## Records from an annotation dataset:
+-------+

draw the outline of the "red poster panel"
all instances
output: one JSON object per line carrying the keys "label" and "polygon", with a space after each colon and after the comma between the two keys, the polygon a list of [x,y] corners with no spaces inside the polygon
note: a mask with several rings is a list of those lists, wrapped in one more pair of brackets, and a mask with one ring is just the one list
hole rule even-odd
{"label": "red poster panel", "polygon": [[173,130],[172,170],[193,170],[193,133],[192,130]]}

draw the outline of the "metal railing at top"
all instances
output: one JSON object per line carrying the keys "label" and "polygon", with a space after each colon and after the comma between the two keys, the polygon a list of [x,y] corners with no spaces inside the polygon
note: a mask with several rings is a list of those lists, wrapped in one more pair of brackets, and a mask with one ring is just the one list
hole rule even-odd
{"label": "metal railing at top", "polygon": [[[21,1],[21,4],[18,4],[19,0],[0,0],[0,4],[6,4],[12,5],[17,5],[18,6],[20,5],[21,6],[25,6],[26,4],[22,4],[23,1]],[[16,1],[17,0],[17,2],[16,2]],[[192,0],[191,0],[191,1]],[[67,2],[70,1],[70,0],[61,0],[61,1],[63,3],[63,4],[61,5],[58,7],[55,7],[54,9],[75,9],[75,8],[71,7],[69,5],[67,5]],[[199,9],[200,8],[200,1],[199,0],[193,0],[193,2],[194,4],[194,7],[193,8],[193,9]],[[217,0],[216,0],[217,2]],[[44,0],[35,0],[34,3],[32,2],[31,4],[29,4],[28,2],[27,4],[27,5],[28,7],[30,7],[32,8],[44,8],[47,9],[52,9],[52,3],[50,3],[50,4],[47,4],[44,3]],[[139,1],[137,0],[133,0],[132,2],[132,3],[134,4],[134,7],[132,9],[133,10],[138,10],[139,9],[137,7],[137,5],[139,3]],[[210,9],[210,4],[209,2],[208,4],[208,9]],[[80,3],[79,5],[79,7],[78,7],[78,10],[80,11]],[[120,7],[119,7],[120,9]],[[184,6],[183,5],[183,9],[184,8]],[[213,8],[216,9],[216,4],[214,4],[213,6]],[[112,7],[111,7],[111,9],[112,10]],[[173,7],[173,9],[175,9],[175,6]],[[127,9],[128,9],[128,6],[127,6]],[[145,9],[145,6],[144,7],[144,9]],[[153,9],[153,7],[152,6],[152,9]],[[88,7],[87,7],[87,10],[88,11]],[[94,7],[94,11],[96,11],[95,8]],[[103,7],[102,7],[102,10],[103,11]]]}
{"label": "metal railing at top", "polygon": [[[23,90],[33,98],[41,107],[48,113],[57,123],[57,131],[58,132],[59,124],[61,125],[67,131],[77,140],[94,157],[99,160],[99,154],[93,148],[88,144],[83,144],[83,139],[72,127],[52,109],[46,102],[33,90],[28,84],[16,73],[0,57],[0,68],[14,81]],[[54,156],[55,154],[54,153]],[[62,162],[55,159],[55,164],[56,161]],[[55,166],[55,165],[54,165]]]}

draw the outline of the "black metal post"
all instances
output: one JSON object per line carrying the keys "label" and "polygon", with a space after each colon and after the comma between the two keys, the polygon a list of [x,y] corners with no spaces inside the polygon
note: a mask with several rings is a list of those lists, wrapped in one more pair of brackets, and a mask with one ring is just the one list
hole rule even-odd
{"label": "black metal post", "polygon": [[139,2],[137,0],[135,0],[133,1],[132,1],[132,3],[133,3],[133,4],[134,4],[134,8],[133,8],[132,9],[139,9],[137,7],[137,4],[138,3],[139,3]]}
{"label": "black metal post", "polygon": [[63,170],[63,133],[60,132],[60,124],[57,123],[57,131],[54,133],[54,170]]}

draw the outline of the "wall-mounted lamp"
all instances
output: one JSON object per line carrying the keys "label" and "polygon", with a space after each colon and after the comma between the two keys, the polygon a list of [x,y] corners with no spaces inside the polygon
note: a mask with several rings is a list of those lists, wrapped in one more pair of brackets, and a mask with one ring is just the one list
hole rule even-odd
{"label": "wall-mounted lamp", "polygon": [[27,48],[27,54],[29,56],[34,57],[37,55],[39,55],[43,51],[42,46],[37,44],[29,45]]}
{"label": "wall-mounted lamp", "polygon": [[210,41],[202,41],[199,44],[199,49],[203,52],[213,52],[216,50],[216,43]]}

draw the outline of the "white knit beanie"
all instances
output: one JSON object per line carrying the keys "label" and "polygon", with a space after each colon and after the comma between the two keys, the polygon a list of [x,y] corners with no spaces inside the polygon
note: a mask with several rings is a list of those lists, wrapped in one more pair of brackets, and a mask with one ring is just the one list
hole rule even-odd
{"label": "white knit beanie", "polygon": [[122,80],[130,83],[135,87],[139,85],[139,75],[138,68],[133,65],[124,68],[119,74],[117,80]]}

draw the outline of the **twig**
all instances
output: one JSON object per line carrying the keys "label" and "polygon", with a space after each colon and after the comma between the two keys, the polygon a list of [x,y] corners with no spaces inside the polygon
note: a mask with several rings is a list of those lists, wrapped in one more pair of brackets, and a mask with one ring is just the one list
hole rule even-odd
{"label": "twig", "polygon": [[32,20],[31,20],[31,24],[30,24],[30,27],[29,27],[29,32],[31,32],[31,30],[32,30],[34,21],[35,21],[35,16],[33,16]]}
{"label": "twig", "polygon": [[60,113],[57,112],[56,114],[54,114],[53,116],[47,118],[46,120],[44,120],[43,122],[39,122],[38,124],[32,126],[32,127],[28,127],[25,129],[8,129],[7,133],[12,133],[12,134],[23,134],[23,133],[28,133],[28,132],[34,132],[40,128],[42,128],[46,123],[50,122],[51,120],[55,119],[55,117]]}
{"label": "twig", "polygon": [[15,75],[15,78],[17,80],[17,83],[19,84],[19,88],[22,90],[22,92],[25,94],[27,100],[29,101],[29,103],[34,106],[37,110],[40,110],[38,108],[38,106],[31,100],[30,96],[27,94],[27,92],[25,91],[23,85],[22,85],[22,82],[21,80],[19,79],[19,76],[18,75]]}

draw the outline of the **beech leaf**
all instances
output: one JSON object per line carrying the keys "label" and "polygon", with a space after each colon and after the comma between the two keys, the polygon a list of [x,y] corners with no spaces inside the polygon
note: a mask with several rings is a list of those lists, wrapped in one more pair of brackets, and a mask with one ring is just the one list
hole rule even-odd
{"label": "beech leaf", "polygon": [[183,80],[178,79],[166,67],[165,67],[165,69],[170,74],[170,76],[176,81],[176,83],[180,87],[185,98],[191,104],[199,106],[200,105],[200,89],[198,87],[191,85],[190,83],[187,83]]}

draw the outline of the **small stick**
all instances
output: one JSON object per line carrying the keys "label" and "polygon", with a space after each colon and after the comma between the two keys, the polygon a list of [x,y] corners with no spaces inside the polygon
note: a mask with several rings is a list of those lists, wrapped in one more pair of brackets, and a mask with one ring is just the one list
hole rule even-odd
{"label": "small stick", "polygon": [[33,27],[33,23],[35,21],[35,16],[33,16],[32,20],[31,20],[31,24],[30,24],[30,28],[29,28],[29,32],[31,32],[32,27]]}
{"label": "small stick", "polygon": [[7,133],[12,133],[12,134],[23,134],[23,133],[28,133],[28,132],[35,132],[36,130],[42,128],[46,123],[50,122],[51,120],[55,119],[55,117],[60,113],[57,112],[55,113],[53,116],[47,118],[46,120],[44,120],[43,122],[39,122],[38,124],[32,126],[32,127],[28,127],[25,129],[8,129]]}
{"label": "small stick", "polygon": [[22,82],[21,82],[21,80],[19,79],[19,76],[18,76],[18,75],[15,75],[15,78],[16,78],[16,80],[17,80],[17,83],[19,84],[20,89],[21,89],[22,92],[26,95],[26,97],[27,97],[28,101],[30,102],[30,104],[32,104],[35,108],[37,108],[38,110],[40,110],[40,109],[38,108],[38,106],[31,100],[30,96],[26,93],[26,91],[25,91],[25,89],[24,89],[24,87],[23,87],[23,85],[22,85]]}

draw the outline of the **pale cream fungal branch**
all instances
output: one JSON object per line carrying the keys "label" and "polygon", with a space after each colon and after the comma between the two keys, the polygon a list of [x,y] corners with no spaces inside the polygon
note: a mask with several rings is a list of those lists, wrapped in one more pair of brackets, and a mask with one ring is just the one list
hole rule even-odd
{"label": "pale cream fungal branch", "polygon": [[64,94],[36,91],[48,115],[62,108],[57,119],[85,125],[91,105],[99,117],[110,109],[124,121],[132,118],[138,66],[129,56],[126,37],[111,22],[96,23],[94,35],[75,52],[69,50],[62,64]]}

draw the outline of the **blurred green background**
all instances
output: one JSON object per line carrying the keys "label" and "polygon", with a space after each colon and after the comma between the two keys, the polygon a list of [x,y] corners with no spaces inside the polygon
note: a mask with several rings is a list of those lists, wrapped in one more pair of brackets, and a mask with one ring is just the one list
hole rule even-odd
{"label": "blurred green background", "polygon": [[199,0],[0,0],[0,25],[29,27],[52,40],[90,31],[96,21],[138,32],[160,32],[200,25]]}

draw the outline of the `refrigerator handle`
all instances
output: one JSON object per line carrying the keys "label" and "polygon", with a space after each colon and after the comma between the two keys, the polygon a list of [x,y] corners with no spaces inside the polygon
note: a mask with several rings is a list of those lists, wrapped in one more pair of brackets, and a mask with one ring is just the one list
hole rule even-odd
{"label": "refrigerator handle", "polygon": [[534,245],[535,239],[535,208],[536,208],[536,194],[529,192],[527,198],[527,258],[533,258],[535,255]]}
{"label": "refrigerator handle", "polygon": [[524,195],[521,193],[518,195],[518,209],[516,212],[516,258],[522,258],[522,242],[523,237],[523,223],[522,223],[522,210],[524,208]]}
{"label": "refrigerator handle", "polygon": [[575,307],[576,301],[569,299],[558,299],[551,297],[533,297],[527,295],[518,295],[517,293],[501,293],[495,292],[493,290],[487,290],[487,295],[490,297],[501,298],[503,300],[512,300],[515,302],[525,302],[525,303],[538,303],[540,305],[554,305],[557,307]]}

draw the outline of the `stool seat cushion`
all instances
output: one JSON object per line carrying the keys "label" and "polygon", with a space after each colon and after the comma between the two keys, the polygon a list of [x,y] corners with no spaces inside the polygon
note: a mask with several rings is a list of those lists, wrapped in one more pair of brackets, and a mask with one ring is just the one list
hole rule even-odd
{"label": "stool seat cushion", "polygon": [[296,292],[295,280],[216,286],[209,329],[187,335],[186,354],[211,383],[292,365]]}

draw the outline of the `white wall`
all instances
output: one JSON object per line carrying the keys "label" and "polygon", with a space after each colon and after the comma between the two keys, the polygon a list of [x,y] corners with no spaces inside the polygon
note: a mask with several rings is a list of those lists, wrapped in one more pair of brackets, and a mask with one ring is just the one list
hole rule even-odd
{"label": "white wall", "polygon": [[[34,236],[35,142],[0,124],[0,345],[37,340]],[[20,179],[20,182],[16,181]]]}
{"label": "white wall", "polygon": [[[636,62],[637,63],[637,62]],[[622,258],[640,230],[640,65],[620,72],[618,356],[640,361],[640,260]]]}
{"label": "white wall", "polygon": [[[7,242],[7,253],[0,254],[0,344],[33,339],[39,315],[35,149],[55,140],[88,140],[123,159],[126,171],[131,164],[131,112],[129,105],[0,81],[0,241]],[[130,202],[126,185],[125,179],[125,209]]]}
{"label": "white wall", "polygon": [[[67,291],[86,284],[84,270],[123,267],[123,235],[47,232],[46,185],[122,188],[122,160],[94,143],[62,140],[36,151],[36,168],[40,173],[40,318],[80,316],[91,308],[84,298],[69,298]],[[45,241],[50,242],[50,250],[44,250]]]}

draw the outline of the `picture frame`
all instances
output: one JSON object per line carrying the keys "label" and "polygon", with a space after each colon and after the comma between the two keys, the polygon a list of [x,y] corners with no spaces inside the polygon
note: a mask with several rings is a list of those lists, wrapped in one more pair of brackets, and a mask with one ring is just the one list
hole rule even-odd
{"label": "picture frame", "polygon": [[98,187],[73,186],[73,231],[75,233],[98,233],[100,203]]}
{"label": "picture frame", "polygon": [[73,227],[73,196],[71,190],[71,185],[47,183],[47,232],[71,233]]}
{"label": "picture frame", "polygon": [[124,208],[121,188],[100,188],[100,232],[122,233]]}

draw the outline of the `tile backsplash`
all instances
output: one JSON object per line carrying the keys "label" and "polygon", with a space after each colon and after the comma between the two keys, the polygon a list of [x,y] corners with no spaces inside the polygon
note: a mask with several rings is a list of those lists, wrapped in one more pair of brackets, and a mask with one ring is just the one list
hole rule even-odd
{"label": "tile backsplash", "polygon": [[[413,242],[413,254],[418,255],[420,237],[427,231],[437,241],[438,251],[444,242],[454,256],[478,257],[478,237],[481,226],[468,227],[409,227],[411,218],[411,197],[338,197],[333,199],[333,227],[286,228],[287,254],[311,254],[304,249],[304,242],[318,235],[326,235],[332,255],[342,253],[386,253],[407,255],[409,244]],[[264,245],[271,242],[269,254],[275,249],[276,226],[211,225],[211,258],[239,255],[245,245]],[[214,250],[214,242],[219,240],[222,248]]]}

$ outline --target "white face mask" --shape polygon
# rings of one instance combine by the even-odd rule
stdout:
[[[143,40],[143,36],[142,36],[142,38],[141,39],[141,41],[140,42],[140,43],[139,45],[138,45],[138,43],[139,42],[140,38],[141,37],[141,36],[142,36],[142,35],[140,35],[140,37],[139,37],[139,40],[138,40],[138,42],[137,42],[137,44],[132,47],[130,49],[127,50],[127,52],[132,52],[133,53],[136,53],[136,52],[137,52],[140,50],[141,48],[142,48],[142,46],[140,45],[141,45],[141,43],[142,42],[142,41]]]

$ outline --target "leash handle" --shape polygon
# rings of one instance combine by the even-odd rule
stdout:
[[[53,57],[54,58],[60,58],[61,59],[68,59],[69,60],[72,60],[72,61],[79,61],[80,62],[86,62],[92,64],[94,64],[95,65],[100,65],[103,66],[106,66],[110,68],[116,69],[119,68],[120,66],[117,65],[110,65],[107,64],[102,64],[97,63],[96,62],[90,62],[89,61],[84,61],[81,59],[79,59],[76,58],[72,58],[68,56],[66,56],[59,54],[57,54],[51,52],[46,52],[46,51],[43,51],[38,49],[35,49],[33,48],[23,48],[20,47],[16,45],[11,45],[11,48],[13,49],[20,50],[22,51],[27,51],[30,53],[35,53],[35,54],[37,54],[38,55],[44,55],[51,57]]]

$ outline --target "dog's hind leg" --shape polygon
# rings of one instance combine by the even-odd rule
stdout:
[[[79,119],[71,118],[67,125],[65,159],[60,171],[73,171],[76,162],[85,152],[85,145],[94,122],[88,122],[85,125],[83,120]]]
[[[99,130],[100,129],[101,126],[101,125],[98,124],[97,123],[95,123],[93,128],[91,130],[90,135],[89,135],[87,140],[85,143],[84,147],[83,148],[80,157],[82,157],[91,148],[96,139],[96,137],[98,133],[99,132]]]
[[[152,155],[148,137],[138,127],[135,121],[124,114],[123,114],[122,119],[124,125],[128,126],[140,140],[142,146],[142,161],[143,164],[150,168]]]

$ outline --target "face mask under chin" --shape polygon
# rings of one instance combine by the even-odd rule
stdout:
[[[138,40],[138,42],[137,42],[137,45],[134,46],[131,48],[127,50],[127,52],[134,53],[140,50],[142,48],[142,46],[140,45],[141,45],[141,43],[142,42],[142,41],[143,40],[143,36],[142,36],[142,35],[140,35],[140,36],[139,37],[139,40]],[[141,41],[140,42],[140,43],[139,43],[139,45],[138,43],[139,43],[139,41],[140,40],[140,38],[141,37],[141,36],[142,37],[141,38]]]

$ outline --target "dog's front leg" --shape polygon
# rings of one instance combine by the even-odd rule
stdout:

+-------+

## Short task:
Locate each line of the material above that contains the string "white" and copy those lines out in full.

## Solution:
draw the outline of the "white knit beanie"
{"label": "white knit beanie", "polygon": [[122,80],[130,83],[135,87],[139,85],[139,75],[138,68],[133,65],[124,68],[119,74],[117,80]]}
draw the outline of the `white wall`
{"label": "white wall", "polygon": [[[34,236],[35,142],[0,124],[0,345],[37,340]],[[20,179],[20,182],[16,181]]]}
{"label": "white wall", "polygon": [[[636,62],[637,63],[637,62]],[[622,258],[640,230],[640,65],[620,72],[618,356],[640,361],[640,260]]]}
{"label": "white wall", "polygon": [[[7,242],[7,253],[0,254],[0,344],[33,339],[39,315],[35,149],[55,140],[88,140],[123,159],[126,171],[131,164],[131,112],[129,105],[0,81],[0,241]],[[130,202],[126,185],[125,179],[125,209]]]}
{"label": "white wall", "polygon": [[[67,291],[86,284],[84,270],[123,267],[123,235],[47,232],[46,185],[122,188],[122,160],[94,143],[62,140],[36,151],[36,168],[40,173],[40,318],[80,316],[91,308],[84,298],[69,298]],[[45,241],[50,242],[50,250],[44,250]]]}
$ outline --target "white face mask" --shape polygon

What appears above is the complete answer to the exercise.